## Written task:
In the records below, rewrite the part that opens with the line containing "Task: Where can the black" and closes with the line containing "Target: black leather shoe", substituting "brown leather shoe" for "black leather shoe" and leaving everything else unchanged.

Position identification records
════════

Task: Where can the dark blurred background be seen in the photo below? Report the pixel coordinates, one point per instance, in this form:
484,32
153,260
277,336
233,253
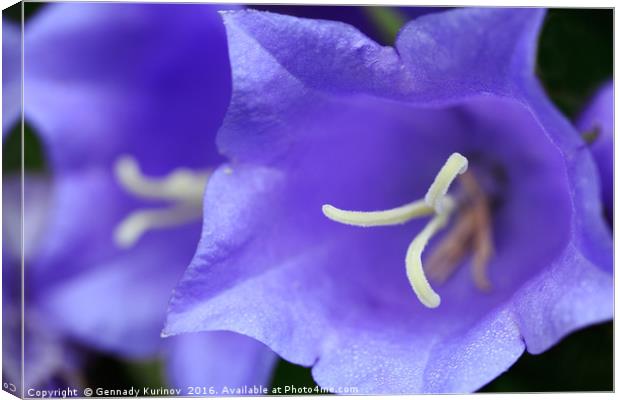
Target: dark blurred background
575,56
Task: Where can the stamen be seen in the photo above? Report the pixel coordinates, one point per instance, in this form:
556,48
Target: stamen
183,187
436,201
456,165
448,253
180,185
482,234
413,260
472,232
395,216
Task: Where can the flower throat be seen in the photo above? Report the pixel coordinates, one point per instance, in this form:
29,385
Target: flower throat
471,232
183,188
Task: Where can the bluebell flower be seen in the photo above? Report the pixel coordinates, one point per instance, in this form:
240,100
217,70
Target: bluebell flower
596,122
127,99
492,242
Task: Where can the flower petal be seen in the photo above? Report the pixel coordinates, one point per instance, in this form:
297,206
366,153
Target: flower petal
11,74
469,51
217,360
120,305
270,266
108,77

════════

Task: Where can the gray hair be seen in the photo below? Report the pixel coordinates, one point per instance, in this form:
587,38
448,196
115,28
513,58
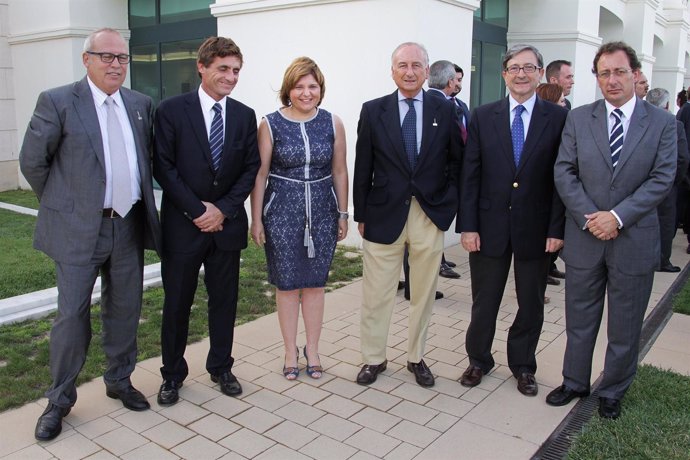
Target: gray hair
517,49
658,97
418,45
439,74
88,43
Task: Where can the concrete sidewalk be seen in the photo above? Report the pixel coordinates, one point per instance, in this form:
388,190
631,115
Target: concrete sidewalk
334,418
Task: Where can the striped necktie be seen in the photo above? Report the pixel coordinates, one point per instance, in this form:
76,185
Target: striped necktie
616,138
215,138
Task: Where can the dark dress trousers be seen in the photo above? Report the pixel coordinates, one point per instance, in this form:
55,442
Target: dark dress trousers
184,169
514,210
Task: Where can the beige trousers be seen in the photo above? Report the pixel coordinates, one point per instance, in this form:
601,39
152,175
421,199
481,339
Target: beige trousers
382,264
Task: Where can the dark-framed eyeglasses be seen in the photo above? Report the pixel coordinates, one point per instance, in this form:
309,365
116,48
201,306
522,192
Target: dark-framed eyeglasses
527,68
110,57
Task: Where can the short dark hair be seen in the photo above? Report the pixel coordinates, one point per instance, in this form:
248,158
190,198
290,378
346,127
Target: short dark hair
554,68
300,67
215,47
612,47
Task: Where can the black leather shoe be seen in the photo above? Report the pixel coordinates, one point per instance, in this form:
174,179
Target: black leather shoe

════════

## Exercise response:
Task: Where can the brown leather shoe be seen in the photo above? Report the pixel coordinates, one point per instance, in this form:
174,179
Target: brown leather shoe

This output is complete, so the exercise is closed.